Supplied data

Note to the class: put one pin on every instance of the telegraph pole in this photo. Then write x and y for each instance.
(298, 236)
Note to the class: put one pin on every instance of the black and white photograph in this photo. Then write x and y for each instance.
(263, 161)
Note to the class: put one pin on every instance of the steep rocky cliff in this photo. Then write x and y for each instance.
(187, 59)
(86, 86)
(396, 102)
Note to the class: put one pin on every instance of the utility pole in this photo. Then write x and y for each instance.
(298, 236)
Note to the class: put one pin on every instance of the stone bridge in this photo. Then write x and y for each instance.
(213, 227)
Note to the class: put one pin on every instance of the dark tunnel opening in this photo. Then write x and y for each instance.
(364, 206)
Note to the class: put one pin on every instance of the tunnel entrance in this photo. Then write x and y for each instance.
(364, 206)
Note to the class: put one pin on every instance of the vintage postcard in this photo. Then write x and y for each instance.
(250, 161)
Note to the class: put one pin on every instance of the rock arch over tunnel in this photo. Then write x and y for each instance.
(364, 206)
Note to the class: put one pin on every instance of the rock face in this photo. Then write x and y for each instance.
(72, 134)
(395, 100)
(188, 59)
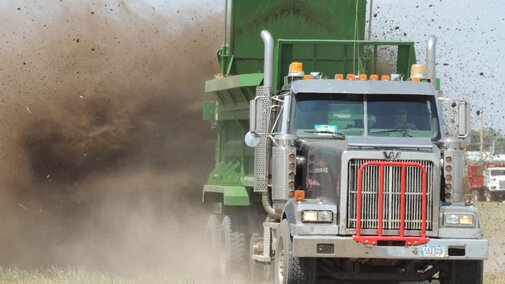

What is required
All the records need to be repeated exactly, with the images dropped.

Result of this exercise
Note to the class: put one pin on every instance of the telegraph pole in this photo. Then write x and y for each instance.
(298, 236)
Note to the class: put one pin on every instance of the black and white photograph in this photo. Then write x and y for each instance.
(263, 161)
Note to the class: put one pin on every instance of the steep rocky cliff in this photo. Then write x and y for each instance.
(187, 59)
(86, 86)
(396, 102)
Note to the class: put one pin on every instance of the utility pole in this photo. Then write x and y for each instance.
(298, 236)
Note to the class: put one pin on every instance of the stone bridge in this photo. Then write x and y for each instance.
(213, 227)
Note to the class: put one pin on every instance of the dark tunnel opening in this photo. Then write x and y for each instance.
(364, 206)
Note to the class: put one pin on every instance of the tunnel entrance in this photo. Then write x and y for each instance.
(364, 206)
Note to the class: put one pin on every instance of the vintage postcard in this photo. Then write x and y for each instance.
(250, 161)
Note to the class: put one pin on every instance of the rock arch over tunnel in this photo. Then write x and y for each instance.
(364, 206)
Note to the class: put one pin on every instance of the rock face in this photo. Then write x and y for each instance.
(72, 134)
(395, 100)
(188, 59)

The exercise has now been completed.